Selected excerpt:
----------
A co-worker relocated to Israel today. This in itself is no big deal – he’s Israeli-born, Israeli-educated, and Israeli commando-trained. But tucked under his arm as he boarded the plane and it began its long flight to the Middle East was my copy of Jimmy McDonough’s epic Neil Young biography, Shakey. Or so I imagine.
Around the office I have become known as the Guy Who Listens to Crazy Bongo Music. The guy who disappears once a year to follow a concert around the country. The guy who gets angry when someone thinks that Mission of Burma is an online video game. The guy who knows that the Holy Modal Rounders were not a religious cult. It’s not as glamorous as being The Fresh From College Stud Who Gets The Women, but it’s far better than being The Guy Who Only Eats Dairy, or The Guy Who Blasts Vicious Farts In His Cubicle, or The Guy Who Sniffs His Snot Back Up His Nose All Day Instead Of Buying A Box Of Kleenex.
I’ve since developed a dedicated interoffice network of a few brave souls who occasionally stop by to grab some tunes they’d never hear on the radio or be inclined to listen to otherwise. Think of me as a corporate office version of Red from The Shawshank Redemption.
----------
Photo labels with bounding boxes

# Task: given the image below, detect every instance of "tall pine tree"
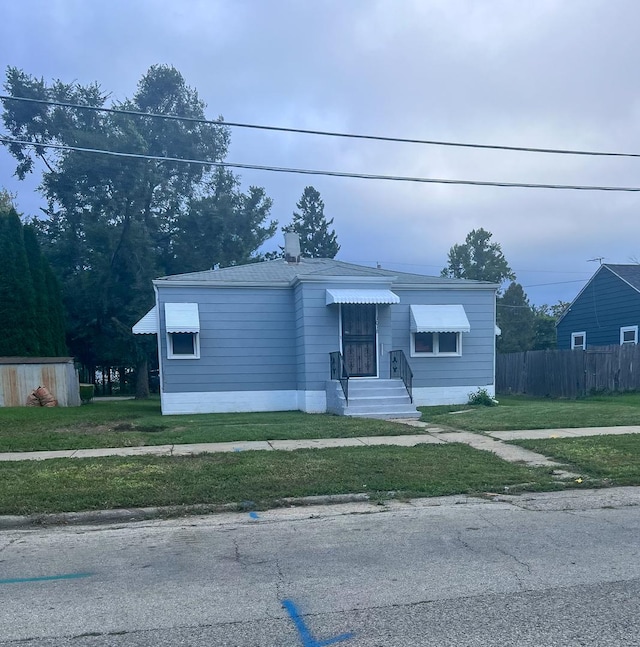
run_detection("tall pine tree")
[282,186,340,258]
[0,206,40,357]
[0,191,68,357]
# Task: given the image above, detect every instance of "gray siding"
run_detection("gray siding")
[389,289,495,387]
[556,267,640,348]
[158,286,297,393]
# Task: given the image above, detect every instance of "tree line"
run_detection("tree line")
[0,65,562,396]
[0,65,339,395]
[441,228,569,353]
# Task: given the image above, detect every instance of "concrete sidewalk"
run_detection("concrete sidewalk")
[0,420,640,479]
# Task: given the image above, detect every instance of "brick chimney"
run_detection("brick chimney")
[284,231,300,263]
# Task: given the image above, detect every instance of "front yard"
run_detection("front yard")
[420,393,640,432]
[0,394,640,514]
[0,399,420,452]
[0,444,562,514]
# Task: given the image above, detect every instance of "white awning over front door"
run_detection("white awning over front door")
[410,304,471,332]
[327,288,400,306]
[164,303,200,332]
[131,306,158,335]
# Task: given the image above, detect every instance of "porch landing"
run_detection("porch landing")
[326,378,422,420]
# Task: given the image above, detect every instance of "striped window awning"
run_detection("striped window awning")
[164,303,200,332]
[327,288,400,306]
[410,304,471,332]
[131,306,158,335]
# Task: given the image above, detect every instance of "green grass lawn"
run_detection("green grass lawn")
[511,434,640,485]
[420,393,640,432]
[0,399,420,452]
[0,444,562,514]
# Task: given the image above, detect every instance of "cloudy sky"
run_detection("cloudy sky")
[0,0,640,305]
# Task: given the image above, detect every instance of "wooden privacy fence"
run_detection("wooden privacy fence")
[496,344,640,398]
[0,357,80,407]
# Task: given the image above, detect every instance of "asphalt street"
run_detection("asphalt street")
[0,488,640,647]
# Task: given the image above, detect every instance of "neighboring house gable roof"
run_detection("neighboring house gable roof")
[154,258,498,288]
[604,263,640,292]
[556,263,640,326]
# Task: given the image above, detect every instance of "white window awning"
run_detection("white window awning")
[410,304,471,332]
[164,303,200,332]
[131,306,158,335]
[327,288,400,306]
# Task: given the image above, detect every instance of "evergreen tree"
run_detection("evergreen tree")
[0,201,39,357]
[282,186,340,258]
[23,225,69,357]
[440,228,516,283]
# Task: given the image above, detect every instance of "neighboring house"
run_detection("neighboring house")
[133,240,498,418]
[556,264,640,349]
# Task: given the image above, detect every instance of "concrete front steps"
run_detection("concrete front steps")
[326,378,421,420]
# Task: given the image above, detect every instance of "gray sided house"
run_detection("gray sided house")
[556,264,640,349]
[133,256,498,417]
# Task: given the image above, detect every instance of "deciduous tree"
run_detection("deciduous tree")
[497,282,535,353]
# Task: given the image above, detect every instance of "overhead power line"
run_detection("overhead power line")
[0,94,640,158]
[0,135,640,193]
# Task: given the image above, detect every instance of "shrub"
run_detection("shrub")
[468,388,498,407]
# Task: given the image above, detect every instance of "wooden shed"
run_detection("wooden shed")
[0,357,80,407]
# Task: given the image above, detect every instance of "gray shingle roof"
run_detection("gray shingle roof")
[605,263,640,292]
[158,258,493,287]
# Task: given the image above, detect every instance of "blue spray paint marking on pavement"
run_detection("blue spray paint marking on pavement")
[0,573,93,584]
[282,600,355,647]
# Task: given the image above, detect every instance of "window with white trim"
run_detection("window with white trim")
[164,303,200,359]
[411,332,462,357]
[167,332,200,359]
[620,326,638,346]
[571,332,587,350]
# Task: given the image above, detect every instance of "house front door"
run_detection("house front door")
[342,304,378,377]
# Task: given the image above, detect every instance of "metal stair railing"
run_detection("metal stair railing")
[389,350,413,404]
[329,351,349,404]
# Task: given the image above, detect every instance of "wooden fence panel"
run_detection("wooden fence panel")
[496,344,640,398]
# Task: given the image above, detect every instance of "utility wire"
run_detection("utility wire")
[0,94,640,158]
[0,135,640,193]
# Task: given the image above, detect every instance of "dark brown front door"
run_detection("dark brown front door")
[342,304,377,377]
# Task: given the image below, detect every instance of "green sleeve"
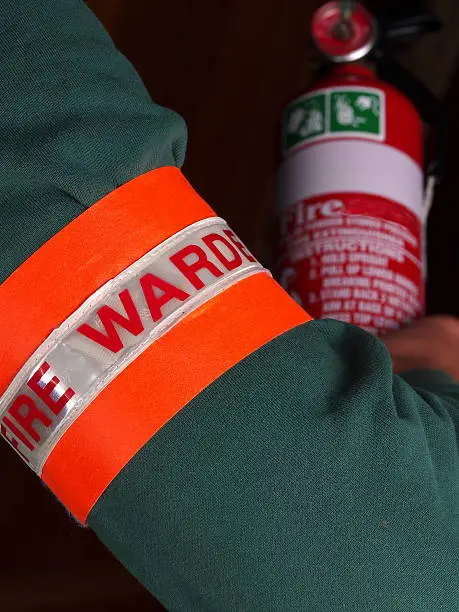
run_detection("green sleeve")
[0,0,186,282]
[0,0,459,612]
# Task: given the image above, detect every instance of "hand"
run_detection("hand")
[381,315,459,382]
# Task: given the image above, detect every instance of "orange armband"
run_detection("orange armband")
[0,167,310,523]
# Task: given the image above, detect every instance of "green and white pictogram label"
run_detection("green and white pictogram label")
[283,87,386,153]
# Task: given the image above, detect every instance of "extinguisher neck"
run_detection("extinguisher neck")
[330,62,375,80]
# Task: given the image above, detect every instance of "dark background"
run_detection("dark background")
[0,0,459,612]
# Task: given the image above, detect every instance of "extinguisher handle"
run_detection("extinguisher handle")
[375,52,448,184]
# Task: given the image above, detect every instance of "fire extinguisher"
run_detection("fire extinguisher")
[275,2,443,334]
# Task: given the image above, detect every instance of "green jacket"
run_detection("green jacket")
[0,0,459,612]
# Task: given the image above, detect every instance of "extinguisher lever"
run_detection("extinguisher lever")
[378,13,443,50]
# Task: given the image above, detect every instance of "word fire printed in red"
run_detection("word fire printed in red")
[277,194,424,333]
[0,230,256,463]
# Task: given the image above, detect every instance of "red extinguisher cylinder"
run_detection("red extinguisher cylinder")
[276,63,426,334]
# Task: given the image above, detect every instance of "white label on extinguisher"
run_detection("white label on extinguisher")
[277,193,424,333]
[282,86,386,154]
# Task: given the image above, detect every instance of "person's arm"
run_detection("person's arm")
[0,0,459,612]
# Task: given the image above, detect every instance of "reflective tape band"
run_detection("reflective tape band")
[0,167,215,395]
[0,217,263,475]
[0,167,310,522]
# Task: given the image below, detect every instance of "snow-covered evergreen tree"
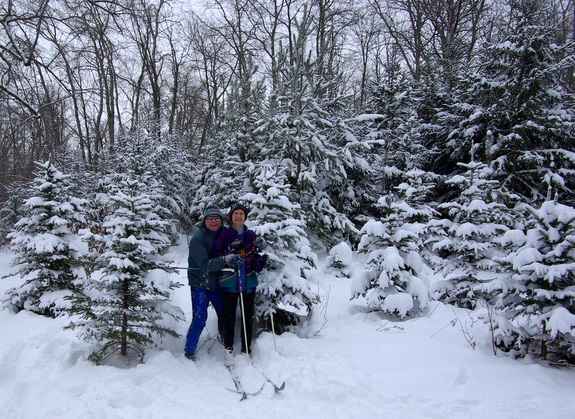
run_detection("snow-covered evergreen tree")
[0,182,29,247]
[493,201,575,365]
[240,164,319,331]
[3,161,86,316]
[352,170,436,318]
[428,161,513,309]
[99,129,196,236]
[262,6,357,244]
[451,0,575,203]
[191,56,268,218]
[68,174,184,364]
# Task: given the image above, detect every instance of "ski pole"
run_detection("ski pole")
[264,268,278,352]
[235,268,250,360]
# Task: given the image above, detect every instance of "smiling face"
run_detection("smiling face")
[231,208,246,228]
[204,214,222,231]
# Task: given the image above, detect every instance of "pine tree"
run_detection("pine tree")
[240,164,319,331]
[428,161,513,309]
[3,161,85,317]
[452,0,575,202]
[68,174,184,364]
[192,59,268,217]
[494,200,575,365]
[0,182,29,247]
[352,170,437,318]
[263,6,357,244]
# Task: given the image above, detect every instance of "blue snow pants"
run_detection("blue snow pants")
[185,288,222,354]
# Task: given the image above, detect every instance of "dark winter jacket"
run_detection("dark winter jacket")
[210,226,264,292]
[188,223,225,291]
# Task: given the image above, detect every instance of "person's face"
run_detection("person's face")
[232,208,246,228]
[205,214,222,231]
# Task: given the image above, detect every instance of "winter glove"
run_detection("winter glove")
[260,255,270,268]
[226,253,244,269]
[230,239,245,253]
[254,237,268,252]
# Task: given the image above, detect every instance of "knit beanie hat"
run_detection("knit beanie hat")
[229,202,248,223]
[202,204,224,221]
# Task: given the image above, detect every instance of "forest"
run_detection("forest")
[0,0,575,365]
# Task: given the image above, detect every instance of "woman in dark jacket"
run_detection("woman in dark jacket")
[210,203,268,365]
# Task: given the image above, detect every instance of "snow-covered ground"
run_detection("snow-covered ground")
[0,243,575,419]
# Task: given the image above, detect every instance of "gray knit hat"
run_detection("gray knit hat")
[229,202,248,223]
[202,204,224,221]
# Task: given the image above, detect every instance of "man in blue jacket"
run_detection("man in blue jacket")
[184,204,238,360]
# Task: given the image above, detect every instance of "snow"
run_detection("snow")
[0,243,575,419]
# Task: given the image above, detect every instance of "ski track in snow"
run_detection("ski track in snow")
----------
Exercise goal: Copy out word for word the entire piece above about being known as the office music fan.

Response below:
A co-worker relocated to Israel today. This in itself is no big deal – he’s Israeli-born, Israeli-educated, and Israeli commando-trained. But tucked under his arm as he boarded the plane and it began its long flight to the Middle East was my copy of Jimmy McDonough’s epic Neil Young biography, Shakey. Or so I imagine.
Around the office I have become known as the Guy Who Listens to Crazy Bongo Music. The guy who disappears once a year to follow a concert around the country. The guy who gets angry when someone thinks that Mission of Burma is an online video game. The guy who knows that the Holy Modal Rounders were not a religious cult. It’s not as glamorous as being The Fresh From College Stud Who Gets The Women, but it’s far better than being The Guy Who Only Eats Dairy, or The Guy Who Blasts Vicious Farts In His Cubicle, or The Guy Who Sniffs His Snot Back Up His Nose All Day Instead Of Buying A Box Of Kleenex.
I’ve since developed a dedicated interoffice network of a few brave souls who occasionally stop by to grab some tunes they’d never hear on the radio or be inclined to listen to otherwise. Think of me as a corporate office version of Red from The Shawshank Redemption.